• _Data records_:
━━━━━━━━━━

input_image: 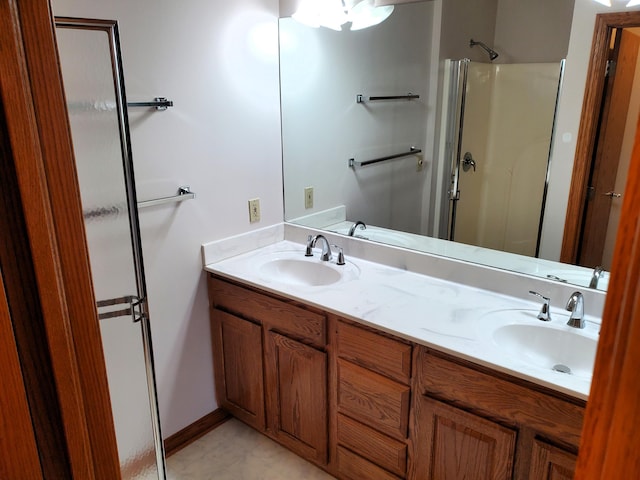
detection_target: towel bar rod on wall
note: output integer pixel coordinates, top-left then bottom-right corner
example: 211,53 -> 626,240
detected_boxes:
356,93 -> 420,103
127,97 -> 173,111
349,147 -> 422,168
138,185 -> 196,208
83,185 -> 196,220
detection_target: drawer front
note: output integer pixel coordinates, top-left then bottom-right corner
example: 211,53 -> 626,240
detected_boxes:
337,322 -> 411,384
338,359 -> 411,441
338,414 -> 407,477
337,447 -> 400,480
208,277 -> 327,348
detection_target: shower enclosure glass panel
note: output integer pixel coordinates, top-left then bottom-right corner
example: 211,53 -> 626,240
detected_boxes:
450,62 -> 562,256
56,18 -> 165,479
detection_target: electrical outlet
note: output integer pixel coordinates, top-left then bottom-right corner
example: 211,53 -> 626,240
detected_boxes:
304,187 -> 313,208
249,198 -> 260,223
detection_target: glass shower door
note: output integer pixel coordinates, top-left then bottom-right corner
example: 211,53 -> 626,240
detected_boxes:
56,18 -> 165,479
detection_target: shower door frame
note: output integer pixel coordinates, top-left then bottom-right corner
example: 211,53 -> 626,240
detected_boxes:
444,58 -> 566,258
54,17 -> 167,480
0,0 -> 120,480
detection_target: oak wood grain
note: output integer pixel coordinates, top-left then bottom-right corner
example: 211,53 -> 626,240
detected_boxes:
416,347 -> 584,449
0,272 -> 43,480
337,359 -> 411,440
337,322 -> 412,384
209,276 -> 327,348
412,396 -> 516,480
528,440 -> 578,480
337,447 -> 400,480
337,415 -> 407,478
211,309 -> 266,431
265,331 -> 329,465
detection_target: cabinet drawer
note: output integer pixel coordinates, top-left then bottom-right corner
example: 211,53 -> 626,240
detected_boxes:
337,322 -> 411,384
337,447 -> 400,480
338,359 -> 411,440
338,414 -> 407,476
208,277 -> 327,348
529,439 -> 578,480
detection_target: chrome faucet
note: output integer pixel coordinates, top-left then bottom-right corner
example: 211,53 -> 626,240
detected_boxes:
529,290 -> 551,322
349,220 -> 367,237
304,235 -> 331,262
589,265 -> 604,288
566,292 -> 585,328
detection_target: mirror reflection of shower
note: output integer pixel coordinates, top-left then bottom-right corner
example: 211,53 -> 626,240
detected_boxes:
441,59 -> 564,257
469,38 -> 498,62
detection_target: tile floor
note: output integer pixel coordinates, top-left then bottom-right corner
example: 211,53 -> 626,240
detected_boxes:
167,419 -> 334,480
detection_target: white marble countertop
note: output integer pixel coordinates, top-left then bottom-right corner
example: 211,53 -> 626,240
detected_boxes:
205,240 -> 599,400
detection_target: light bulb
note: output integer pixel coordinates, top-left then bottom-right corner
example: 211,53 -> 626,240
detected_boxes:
349,0 -> 394,30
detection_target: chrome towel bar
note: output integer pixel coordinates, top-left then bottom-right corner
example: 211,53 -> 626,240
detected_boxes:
83,185 -> 196,220
349,147 -> 422,168
127,97 -> 173,111
356,93 -> 420,103
138,185 -> 196,208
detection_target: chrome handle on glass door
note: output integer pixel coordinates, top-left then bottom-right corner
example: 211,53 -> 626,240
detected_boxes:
96,295 -> 145,323
462,152 -> 476,172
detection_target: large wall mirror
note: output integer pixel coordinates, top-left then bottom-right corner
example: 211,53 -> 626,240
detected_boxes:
280,0 -> 637,289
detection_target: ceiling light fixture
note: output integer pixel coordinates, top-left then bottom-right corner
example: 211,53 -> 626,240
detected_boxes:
292,0 -> 394,30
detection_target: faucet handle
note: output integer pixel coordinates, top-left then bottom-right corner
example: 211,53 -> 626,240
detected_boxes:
331,243 -> 346,265
304,235 -> 313,257
529,290 -> 551,322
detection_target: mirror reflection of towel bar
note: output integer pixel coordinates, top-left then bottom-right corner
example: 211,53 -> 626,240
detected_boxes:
127,97 -> 173,111
356,93 -> 420,103
349,147 -> 422,168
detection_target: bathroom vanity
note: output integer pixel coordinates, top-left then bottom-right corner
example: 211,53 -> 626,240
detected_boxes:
207,240 -> 588,480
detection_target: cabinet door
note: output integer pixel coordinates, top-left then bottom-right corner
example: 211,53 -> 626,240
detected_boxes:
412,396 -> 516,480
265,331 -> 328,464
529,440 -> 577,480
211,309 -> 265,431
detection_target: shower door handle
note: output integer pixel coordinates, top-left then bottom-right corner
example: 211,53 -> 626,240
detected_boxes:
462,152 -> 476,172
603,192 -> 622,198
96,295 -> 144,323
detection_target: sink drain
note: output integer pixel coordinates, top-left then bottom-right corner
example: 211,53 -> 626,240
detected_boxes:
553,363 -> 571,373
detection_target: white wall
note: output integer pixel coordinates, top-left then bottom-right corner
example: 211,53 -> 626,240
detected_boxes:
493,0 -> 574,63
52,0 -> 283,437
540,0 -> 640,260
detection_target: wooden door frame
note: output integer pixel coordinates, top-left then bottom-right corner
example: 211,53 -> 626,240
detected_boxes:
560,11 -> 640,264
0,0 -> 120,479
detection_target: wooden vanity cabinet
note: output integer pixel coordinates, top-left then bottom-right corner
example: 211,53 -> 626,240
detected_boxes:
409,347 -> 585,480
334,320 -> 412,480
208,275 -> 585,480
208,275 -> 328,465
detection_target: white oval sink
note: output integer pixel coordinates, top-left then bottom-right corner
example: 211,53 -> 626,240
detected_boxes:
493,322 -> 598,378
258,251 -> 359,287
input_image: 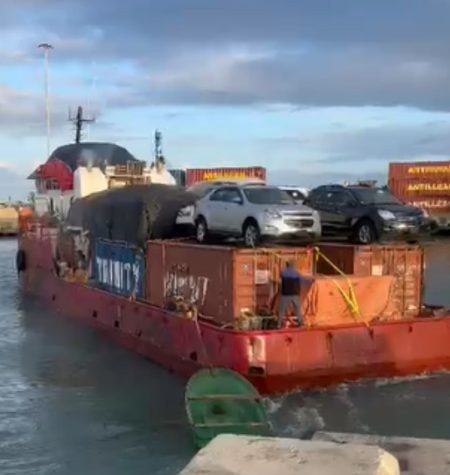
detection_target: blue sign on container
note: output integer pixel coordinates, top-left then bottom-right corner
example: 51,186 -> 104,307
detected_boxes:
93,239 -> 145,299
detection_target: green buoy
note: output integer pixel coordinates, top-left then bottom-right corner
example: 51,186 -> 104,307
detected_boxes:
185,369 -> 271,448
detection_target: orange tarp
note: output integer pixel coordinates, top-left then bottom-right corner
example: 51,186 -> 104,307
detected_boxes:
301,276 -> 401,326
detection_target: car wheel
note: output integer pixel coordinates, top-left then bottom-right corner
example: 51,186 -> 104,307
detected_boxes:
244,221 -> 261,247
195,218 -> 208,244
354,219 -> 377,244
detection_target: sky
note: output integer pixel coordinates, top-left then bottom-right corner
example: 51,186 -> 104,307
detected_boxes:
0,0 -> 450,199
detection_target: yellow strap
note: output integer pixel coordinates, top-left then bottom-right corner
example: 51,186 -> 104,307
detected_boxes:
314,247 -> 368,326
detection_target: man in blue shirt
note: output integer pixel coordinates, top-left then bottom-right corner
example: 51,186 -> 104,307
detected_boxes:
278,262 -> 309,328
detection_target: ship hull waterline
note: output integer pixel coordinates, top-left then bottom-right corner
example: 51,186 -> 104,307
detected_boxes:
20,268 -> 450,394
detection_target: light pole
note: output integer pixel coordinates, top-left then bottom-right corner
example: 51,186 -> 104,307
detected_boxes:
38,43 -> 53,158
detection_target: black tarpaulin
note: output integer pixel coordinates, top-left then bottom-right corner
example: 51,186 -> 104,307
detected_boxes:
67,184 -> 196,246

━━━━━━━━━━

• _Aim_: Reproduce the lines above exactly as they appear, leaving out the pictures.

• _Result of the task_:
input_image: 
detection_target: towel bar rod on wall
note: output integer pixel coordinates, top-left then bottom-right corner
example: 211,53 -> 626,240
detected_boxes:
356,93 -> 420,103
127,97 -> 173,111
349,147 -> 422,168
138,185 -> 196,208
83,185 -> 196,220
detection_target: drawer front
note: output integer pixel coordinates, top-left then bottom-right corner
example: 211,53 -> 626,240
detected_boxes:
337,322 -> 411,384
338,359 -> 411,441
338,414 -> 407,477
337,447 -> 400,480
208,277 -> 327,348
detection_target: shower enclosure glass panel
note: output integer pixel coordinates, top-left then bottom-right corner
example: 211,53 -> 626,240
detected_boxes:
450,62 -> 562,256
56,18 -> 165,479
detection_target: electrical outlet
note: output integer pixel coordinates, top-left then bottom-right corner
example: 211,53 -> 626,240
detected_boxes:
304,187 -> 313,208
249,198 -> 260,223
detection_target: glass shower door
note: output integer pixel coordinates, top-left then bottom-right corner
example: 211,53 -> 626,240
detected_boxes:
56,18 -> 165,479
detection_target: shower door frame
note: output integer pixel coordinates, top-left then bottom-right corner
example: 211,53 -> 626,240
detected_boxes:
444,58 -> 566,258
54,17 -> 167,480
0,0 -> 120,480
detection_target: oak wood grain
note: output integer pixel coordinates, top-left then bottom-right corner
example: 211,53 -> 626,240
detected_boxes:
416,347 -> 584,449
0,272 -> 43,480
337,359 -> 411,440
337,322 -> 412,384
209,276 -> 327,348
412,396 -> 516,480
528,440 -> 578,480
337,447 -> 400,480
337,415 -> 407,478
211,309 -> 266,431
265,331 -> 329,465
detection_target: cabinet drawer
note: output integer pixel coordinates, top-left then bottom-right corner
example: 211,53 -> 626,240
detected_boxes:
337,322 -> 411,384
337,447 -> 400,480
338,359 -> 411,440
338,414 -> 407,476
208,277 -> 327,348
529,439 -> 578,480
detection_target: chrome faucet
note: output integer pixel coordinates, top-left then bottom-right corner
example: 211,53 -> 626,240
detected_boxes:
529,290 -> 551,322
349,220 -> 367,237
304,235 -> 331,262
589,265 -> 604,288
566,292 -> 585,328
detection_target: mirror reflection of shower
note: output integer pixel coordinates, top-left then bottom-right corner
example: 211,53 -> 626,240
detected_boxes:
441,59 -> 564,257
469,38 -> 498,62
detection_target: tile floor
note: output integer pixel coordinates, top-left then bottom-right corner
example: 211,53 -> 626,240
detected_boxes:
167,419 -> 334,480
detection_target: white marble countertop
note: output integer pixel coordinates, top-left then bottom-right corner
example: 211,53 -> 626,240
detected_boxes:
205,240 -> 599,400
detection_target: light bulb
note: output integer pixel coordinates, top-left then bottom-right corner
example: 211,53 -> 626,240
detected_boxes:
349,0 -> 394,30
detection_target: chrome towel bar
note: output integer pixel coordinates, top-left then bottom-right corner
example: 211,53 -> 626,240
detected_boxes:
83,185 -> 196,220
349,147 -> 422,168
127,97 -> 173,111
356,93 -> 420,103
138,185 -> 196,208
detection_target: chrome handle on glass door
note: output integer pixel coordinates, top-left then bottom-right corner
example: 211,53 -> 626,240
detected_boxes:
96,295 -> 145,323
462,152 -> 476,172
detection_target: large wall mirror
note: output integer pixel coordinates, top-left then bottom-right corner
example: 211,53 -> 626,240
detected_boxes:
280,0 -> 637,289
detection_target: ceiling light fixture
note: output integer pixel coordinates, top-left then bottom-right corner
example: 211,53 -> 626,240
detected_boxes:
292,0 -> 394,30
detection_target: faucet handle
note: output integer pixel coordinates, top-left then bottom-right corner
example: 211,53 -> 626,240
detected_boxes:
331,243 -> 346,265
304,235 -> 313,257
529,290 -> 551,322
detection_target: mirror reflection of towel bar
note: output integer pixel coordinates, top-left then bottom-right corner
example: 211,53 -> 626,240
detected_boxes:
127,97 -> 173,111
356,93 -> 420,103
349,147 -> 422,168
detection_target: bathroom vanity
note: output integer pixel coordinates, top-left then bottom-right corner
example: 211,53 -> 626,240
detected_boxes:
207,240 -> 588,480
detection_target: cabinet door
note: output integer pixel coordinates, top-left then bottom-right corner
example: 211,53 -> 626,240
detected_boxes:
412,396 -> 516,480
265,331 -> 328,464
529,440 -> 577,480
211,309 -> 265,431
detection_target: shower door handle
note: output integer pixel coordinates, top-left then bottom-right corner
example: 211,53 -> 626,240
detected_boxes:
462,152 -> 476,172
603,192 -> 622,198
96,295 -> 144,323
detection_target: sink drain
note: output integer pixel coordinates, top-left then bottom-right corner
example: 211,53 -> 626,240
detected_boxes:
553,363 -> 571,373
detection_target: white wall
note: output integer pixel coordinates, top-left then bottom-right corner
example: 211,53 -> 626,240
detected_boxes:
493,0 -> 574,63
52,0 -> 283,437
540,0 -> 640,260
detection_target: wooden door frame
note: output integer pixel coordinates, top-left then bottom-right corner
example: 211,53 -> 626,240
detected_boxes:
560,11 -> 640,264
0,0 -> 120,479
detection_target: wooden vanity cabinet
note: output integer pixel coordinates, top-left then bottom-right corner
example: 211,53 -> 626,240
detected_boxes:
409,347 -> 585,480
334,320 -> 412,480
208,275 -> 585,480
208,275 -> 328,465
detection_target: white oval sink
note: output integer pixel coordinates, top-left then bottom-right corner
example: 211,53 -> 626,240
detected_boxes:
493,322 -> 598,378
258,251 -> 359,287
input_image: 
detection_target: blue sign on container
note: output integer pixel coordinates, top-left then bottom-right corner
example: 51,186 -> 104,307
detected_boxes:
93,239 -> 145,299
detection_target: green buoy
note: output integer pixel coordinates, top-left then bottom-right corner
example: 51,186 -> 104,307
detected_boxes:
185,369 -> 271,448
detection_target: orange tarp
note: output integer pixel coordinates, top-left then bottom-right corner
example: 51,186 -> 104,307
detected_boxes:
301,276 -> 401,326
detection_target: car wheel
note: output integer pixel coordinates, top-left then bottom-right corner
example: 51,186 -> 104,307
detected_boxes:
244,221 -> 261,247
195,218 -> 208,244
354,219 -> 377,244
detection_target: sky
note: output integer pixel coordinates, top-left then bottom-right corner
example: 51,186 -> 104,307
detected_boxes:
0,0 -> 450,199
detection_target: yellow strap
note: output integer pixel coordinates, top-left then bottom-right corner
example: 51,186 -> 104,307
detected_boxes:
314,247 -> 368,326
detection_target: man in blue shirt
note: output integer pixel coordinates, top-left then bottom-right corner
example: 51,186 -> 104,307
detected_boxes:
278,262 -> 309,328
detection_target: ship hull waterline
note: output integer pixel coordinates, top-left then bottom-right corner
example: 51,186 -> 104,307
detected_boxes:
20,268 -> 450,394
detection_target: light pole
note: output integer pixel coordinates, top-left then bottom-right corner
example: 51,186 -> 104,307
detected_boxes:
38,43 -> 53,158
detection_target: black tarpaulin
note: output integer pixel coordinates, top-left then bottom-right corner
example: 51,186 -> 104,307
detected_boxes:
67,184 -> 196,246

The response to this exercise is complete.